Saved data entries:
[start]
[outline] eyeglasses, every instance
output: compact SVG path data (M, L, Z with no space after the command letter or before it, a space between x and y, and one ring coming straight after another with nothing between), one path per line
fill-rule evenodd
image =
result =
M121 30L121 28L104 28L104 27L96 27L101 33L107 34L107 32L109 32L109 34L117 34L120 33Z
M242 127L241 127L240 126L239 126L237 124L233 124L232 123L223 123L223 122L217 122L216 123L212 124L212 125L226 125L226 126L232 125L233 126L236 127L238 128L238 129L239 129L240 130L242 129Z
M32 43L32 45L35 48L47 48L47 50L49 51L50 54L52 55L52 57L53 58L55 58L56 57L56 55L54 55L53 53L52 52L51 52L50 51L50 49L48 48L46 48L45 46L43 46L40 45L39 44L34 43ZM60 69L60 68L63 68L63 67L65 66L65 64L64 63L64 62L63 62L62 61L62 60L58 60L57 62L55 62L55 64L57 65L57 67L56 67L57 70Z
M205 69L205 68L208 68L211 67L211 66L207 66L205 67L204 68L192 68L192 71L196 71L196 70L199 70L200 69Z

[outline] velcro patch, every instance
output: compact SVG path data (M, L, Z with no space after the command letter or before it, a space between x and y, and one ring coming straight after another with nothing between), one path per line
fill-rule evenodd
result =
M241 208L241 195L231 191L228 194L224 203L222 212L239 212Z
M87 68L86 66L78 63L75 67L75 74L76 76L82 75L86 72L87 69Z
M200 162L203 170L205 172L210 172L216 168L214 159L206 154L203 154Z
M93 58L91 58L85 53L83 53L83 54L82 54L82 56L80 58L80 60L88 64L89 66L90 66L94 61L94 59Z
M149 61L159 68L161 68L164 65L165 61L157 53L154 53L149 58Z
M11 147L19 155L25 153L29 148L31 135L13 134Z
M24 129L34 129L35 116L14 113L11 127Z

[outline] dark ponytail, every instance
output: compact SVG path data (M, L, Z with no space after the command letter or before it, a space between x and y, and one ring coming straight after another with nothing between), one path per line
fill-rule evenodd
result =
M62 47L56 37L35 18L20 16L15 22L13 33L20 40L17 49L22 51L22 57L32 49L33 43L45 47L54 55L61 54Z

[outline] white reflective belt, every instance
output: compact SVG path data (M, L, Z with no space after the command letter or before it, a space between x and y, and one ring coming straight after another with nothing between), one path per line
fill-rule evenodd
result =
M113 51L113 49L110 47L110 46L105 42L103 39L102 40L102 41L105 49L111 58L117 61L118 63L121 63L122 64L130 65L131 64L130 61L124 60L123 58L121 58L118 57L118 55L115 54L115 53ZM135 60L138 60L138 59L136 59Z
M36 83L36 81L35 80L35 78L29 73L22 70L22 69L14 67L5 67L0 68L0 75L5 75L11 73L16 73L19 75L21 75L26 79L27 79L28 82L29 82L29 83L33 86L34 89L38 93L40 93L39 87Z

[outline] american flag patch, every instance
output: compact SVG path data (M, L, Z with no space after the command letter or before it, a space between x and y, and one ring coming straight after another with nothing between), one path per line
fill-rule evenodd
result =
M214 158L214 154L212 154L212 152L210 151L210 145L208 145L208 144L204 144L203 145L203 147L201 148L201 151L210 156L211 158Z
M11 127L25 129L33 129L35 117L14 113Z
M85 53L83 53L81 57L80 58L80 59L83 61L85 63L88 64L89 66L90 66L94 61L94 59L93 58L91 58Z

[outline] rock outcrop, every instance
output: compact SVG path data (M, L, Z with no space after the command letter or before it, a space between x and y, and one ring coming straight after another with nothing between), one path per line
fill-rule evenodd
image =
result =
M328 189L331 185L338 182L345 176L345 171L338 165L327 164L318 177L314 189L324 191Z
[end]
Goal of the exercise - Reproduce verbatim every line from the one containing "[outline] american flag patch, every instance" through the last line of the rows above, including both of those lines.

Finished answer -
[outline] american flag patch, every instance
output: compact SVG path data (M, L, Z with no space after the command letter or before it, a space between x and y, and one ring coming straight after another with nothing between), one path per line
fill-rule evenodd
result =
M214 158L214 154L212 154L212 152L210 151L210 145L208 145L208 144L204 144L203 145L203 147L201 148L201 151L210 156L211 158Z
M11 127L25 129L33 129L35 117L14 113Z
M85 53L83 53L81 57L80 58L80 59L83 61L85 63L88 64L89 66L90 66L94 61L94 59L93 58L91 58Z

[outline] rock outcrop, every instance
output: compact SVG path data (M, L, Z with no space after the command letter or before it, a space between x and y, and one ring coming straight after another with nothing between), one path per line
fill-rule evenodd
image =
result =
M328 189L331 185L338 182L345 176L345 171L338 165L327 164L318 177L314 189L324 191Z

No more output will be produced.